# Exercise material
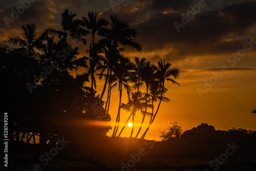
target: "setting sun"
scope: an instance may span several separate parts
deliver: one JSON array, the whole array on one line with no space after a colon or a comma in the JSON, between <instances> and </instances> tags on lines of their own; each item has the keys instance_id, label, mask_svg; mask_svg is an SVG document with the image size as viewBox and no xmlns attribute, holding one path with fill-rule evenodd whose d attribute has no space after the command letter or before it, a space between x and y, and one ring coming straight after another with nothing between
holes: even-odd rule
<instances>
[{"instance_id":1,"label":"setting sun","mask_svg":"<svg viewBox=\"0 0 256 171\"><path fill-rule=\"evenodd\" d=\"M130 122L129 123L128 123L128 126L129 126L129 127L133 126L133 123Z\"/></svg>"}]
</instances>

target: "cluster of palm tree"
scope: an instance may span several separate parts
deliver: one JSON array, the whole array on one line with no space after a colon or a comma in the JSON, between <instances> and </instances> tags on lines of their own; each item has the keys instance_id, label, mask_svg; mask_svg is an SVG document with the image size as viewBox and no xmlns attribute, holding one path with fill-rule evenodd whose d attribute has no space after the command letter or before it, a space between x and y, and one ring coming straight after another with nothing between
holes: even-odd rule
<instances>
[{"instance_id":1,"label":"cluster of palm tree","mask_svg":"<svg viewBox=\"0 0 256 171\"><path fill-rule=\"evenodd\" d=\"M143 118L136 138L141 131L145 117L150 117L147 127L141 137L144 138L155 120L162 101L169 101L164 97L167 90L165 88L166 82L179 84L170 77L178 77L179 70L172 68L172 65L165 62L164 59L160 60L155 65L147 61L145 58L135 57L133 62L124 57L123 52L127 47L138 52L142 52L142 49L135 39L138 34L136 30L116 16L111 16L108 20L99 18L98 13L91 12L82 19L75 18L76 14L69 12L67 9L61 15L61 30L45 29L37 37L35 24L27 24L22 26L24 37L12 36L9 37L9 42L19 46L20 48L18 49L20 50L28 52L30 57L38 58L42 66L54 60L59 64L57 69L61 72L68 72L69 70L77 69L79 67L83 67L86 72L77 75L77 77L83 83L84 90L88 94L95 96L96 76L98 76L100 79L104 79L103 90L100 95L97 96L97 101L100 102L98 104L103 108L102 100L104 94L107 94L104 107L107 114L110 109L111 90L118 87L119 101L112 137L120 136L131 117L134 122L135 114L139 111ZM87 42L84 36L87 35L91 36L92 41L87 54L77 58L79 54L78 48L74 47L68 42L68 40L78 40L85 45ZM59 51L63 48L70 50L65 60L58 57ZM90 86L86 86L87 82L90 82ZM145 86L145 92L141 90L142 86ZM122 103L123 88L127 94L129 100L126 104ZM157 101L158 104L155 111L154 103ZM121 109L131 111L131 114L117 134ZM148 112L149 109L150 112ZM131 137L133 132L134 126Z\"/></svg>"}]
</instances>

# Required work
Using the material above, return every line exactly as it appears, minus the pictures.

# The solution
target: "setting sun"
scope: an instance may span several separate parts
deliver: one JSON array, the whole array on one line with no space after a colon or a comma in the JSON, between <instances> and </instances> tags on lines of their own; each item has the keys instance_id, label, mask_svg; mask_svg is an SVG document with the image size as viewBox and no xmlns attribute, holding one path with fill-rule evenodd whose d attribute has no space after the command letter or before it, a space between x and y, and one ring coming straight after another with nothing between
holes: even-odd rule
<instances>
[{"instance_id":1,"label":"setting sun","mask_svg":"<svg viewBox=\"0 0 256 171\"><path fill-rule=\"evenodd\" d=\"M130 122L129 123L128 123L128 126L129 126L129 127L133 126L133 123Z\"/></svg>"}]
</instances>

target: "cluster of palm tree"
scope: an instance may span several separate parts
deliver: one JSON array, the whole array on one line with no space after a colon or a comma in the JSON, between <instances> and </instances> tags on lines of their own; each item has the keys instance_id, label, mask_svg; mask_svg is an SVG document with the image size as viewBox and no xmlns attribute, holding one path with fill-rule evenodd whose d attribute has no space after the command letter or before it, a space between x and y, and one ring coming straight after another with nothing between
holes: even-odd rule
<instances>
[{"instance_id":1,"label":"cluster of palm tree","mask_svg":"<svg viewBox=\"0 0 256 171\"><path fill-rule=\"evenodd\" d=\"M143 118L136 138L141 131L145 117L150 117L147 127L141 137L144 138L155 120L162 101L169 101L164 97L167 90L165 88L166 82L179 84L170 77L178 77L179 70L172 68L172 65L165 62L164 59L160 60L155 65L147 61L145 58L135 57L133 62L124 57L123 52L127 47L138 52L142 52L142 49L135 39L138 34L136 30L116 16L111 16L108 20L99 18L98 13L91 12L82 19L75 18L76 14L69 12L67 9L61 15L61 30L45 29L37 37L35 24L27 24L22 26L24 37L12 36L9 37L9 42L19 46L20 48L18 49L20 50L28 52L30 57L38 58L42 66L54 60L59 64L57 69L61 72L68 72L69 70L77 69L79 67L83 67L86 72L77 75L77 77L83 83L84 90L88 94L95 96L96 76L98 76L100 79L104 79L103 90L100 95L97 96L97 101L100 102L98 104L103 108L102 100L104 94L107 94L104 107L107 114L110 109L111 90L118 87L119 101L112 137L120 136L131 117L134 122L135 114L139 111ZM87 42L84 36L87 35L91 36L92 41L87 54L77 58L79 54L78 48L74 47L68 42L68 40L78 40L85 45ZM59 51L63 48L70 50L65 60L58 57ZM90 86L86 86L87 82L90 82ZM145 86L145 92L141 90L142 86ZM122 103L123 88L127 94L129 100L126 104ZM157 101L158 104L155 111L154 103ZM121 109L131 111L131 114L117 134ZM148 112L149 109L150 112ZM131 137L133 132L134 126Z\"/></svg>"}]
</instances>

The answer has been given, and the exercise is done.